### Document segment
┌────────
Both girls asked me when we pulled up to the hospice.
“It’s not a hospital. It’s called a hospice.”
“You said we were going to go to the hospital. This is a house.”
“A hospital is a place to go when you are sick and where you go when you know doctors can make your body better. This is place where doctors can’t do anything more except make you more comfortable and where families can be together and celebrate the person that is sick. They make it like a house so people feel they can come anytime to be with their loved ones.”
KitKat’s eyes got big and she just stared. Izzy’s face was broken. I just changed their entire lives.
“What do you mean, Mama? What does this mean?”
“This is a place where people go to die because nothing else can be done.” Between me saying this, Izzy kept saying no over and over.
“You mean Dada is dying? He will die? This can’t be happening. Titi C and Titi H won’t have their little brother anymore and that is just so sad. Why is this happening? This can’t be happening. I am just so mad. I am angry and this is not ok.” Izzy was pounding her fist. She yelled this over and over. She pounded her fists so hard. I let her.
“Yes, you are angry and you have every right to be! You are sad and I understand and I love you. I am so proud of you for saying what you need to say and letting it out. Be sad! Get angry! This is what we do and this is ok!”
I told them it wasn’t her fault or KitKat’s. I told them this wasn’t mine or even Dada’s. It was cancer’s fault.
“You won’t get married, I don’t want a stepfather” I told her I wasn’t thinking about that and Dada would always be her father.
“I don’t want to see him” Izzy said.
“I understand you are scared. He is waiting for you and KitKat. He wants to be with you. He is still Dada. We just have to go to him and give him our love. We have to make every minute count.”
└────────
### Aim of the task
Reproduce verbatim the stretch of the hospice account from "Both girls asked" through "their entire lives.".

### Extracted material
┌────────
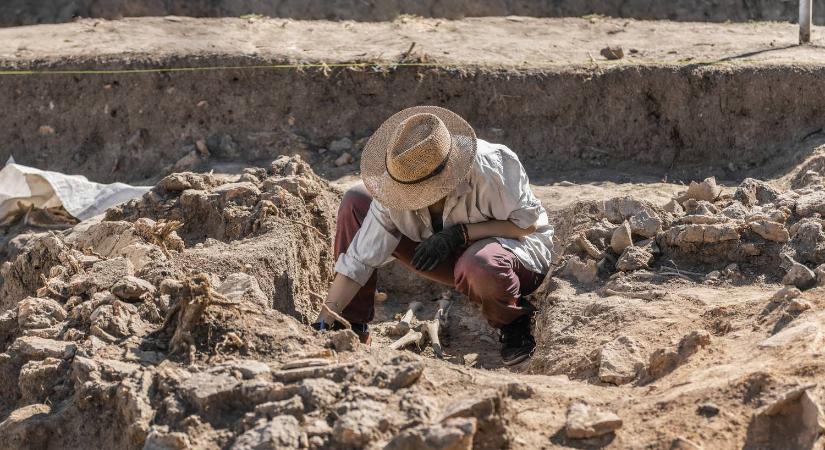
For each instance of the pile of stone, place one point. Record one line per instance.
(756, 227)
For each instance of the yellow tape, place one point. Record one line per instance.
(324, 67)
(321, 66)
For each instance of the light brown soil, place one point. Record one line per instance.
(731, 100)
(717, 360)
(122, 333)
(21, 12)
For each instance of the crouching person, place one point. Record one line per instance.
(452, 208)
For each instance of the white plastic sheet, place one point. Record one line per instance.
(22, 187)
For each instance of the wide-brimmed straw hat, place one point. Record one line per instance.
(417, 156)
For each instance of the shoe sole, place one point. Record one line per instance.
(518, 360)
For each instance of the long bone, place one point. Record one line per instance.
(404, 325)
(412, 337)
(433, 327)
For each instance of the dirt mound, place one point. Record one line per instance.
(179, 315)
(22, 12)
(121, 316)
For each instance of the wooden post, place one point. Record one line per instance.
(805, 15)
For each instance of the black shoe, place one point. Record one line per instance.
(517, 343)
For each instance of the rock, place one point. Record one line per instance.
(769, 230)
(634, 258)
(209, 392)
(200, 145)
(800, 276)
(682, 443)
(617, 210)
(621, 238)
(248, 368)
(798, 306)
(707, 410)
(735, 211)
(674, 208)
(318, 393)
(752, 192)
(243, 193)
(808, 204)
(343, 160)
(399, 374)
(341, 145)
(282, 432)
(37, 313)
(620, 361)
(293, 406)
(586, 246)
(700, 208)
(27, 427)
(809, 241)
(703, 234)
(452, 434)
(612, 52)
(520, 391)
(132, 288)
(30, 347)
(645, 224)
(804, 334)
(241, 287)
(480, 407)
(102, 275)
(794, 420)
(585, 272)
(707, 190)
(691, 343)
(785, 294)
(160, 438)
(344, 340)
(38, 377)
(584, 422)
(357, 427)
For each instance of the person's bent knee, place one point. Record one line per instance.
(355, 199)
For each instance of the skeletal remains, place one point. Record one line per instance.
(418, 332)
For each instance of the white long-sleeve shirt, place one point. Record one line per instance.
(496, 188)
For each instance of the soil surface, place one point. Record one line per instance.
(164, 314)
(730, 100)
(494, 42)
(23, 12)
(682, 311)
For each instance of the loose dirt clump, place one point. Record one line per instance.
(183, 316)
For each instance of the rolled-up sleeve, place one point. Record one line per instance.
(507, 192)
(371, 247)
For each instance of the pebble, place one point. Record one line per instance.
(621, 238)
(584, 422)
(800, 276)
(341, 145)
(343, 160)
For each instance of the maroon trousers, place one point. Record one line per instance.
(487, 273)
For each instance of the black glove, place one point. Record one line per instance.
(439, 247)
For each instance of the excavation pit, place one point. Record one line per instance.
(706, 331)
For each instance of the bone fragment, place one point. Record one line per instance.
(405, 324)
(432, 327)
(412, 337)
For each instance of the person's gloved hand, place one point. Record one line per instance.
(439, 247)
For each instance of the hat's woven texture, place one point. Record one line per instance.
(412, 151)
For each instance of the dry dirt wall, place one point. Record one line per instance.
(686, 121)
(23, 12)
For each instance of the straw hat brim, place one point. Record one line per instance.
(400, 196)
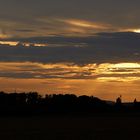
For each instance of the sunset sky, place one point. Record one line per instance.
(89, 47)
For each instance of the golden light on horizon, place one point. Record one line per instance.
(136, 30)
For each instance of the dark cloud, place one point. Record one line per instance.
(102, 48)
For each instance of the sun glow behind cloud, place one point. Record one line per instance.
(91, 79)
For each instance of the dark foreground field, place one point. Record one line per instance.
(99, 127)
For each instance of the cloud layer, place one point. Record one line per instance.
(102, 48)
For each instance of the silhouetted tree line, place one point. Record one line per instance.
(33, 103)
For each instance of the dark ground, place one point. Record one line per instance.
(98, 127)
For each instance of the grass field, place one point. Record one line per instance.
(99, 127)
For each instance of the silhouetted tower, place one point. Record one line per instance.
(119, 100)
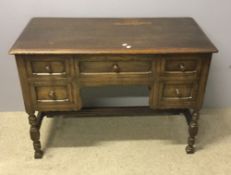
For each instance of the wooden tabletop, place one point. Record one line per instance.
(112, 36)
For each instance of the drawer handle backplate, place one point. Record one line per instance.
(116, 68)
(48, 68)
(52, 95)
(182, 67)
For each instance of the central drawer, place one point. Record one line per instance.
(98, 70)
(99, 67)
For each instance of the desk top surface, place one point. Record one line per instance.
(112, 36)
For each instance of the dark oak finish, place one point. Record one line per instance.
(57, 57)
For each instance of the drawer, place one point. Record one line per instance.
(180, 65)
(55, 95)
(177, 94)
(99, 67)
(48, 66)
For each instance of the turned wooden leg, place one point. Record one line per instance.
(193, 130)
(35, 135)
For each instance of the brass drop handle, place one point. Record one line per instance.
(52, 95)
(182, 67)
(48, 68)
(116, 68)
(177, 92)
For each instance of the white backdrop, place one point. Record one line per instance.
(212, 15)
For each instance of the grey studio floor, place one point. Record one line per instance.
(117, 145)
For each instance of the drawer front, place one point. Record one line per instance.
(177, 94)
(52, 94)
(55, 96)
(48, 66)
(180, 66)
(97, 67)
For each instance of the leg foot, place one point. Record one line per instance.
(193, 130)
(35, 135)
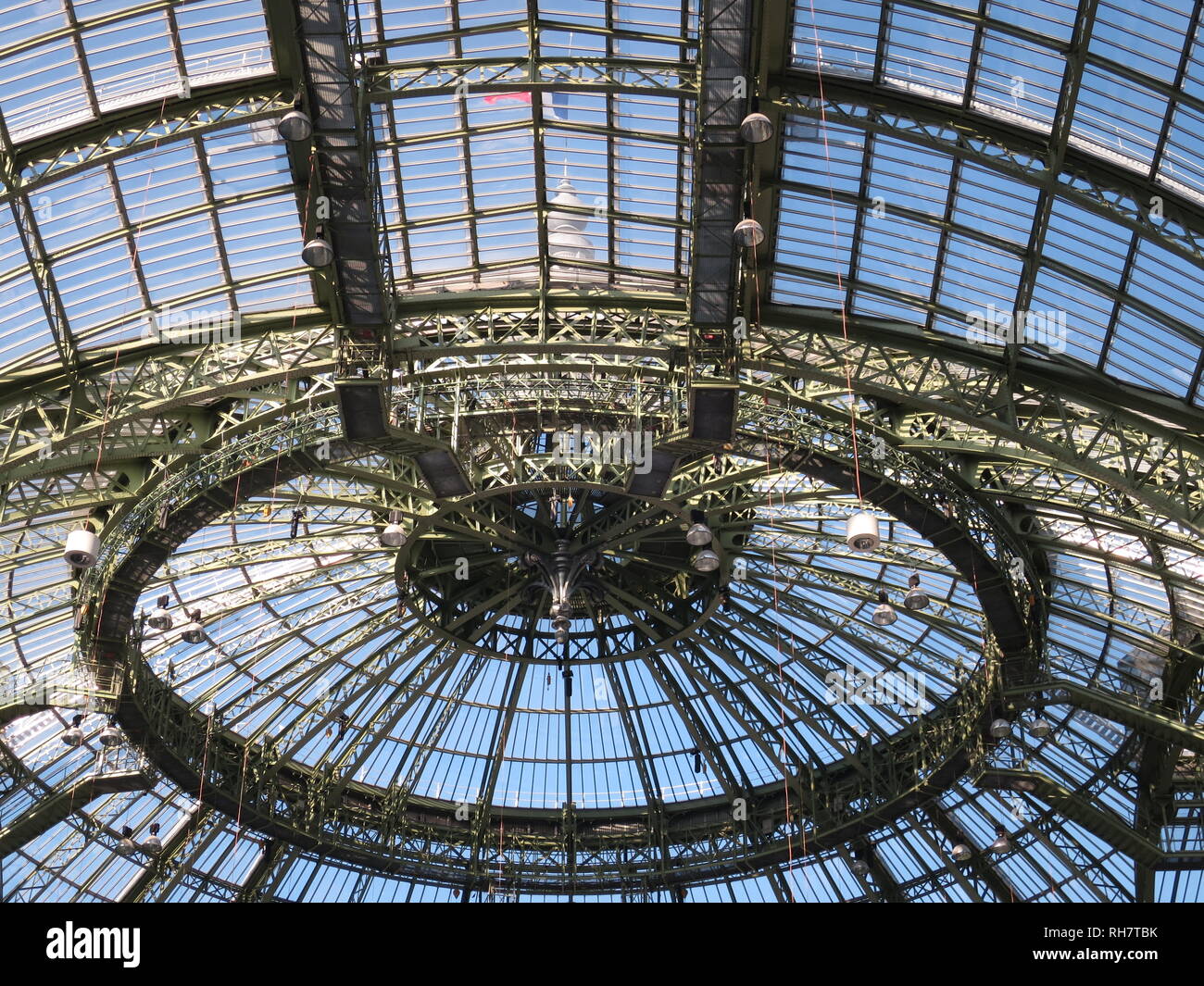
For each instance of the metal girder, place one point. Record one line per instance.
└────────
### Output below
Both girls asked me when we pulled up to the hospice.
“It’s not a hospital. It’s called a hospice.”
“You said we were going to go to the hospital. This is a house.”
“A hospital is a place to go when you are sick and where you go when you know doctors can make your body better. This is place where doctors can’t do anything more except make you more comfortable and where families can be together and celebrate the person that is sick. They make it like a house so people feel they can come anytime to be with their loved ones.”
KitKat’s eyes got big and she just stared. Izzy’s face was broken. I just changed their entire lives.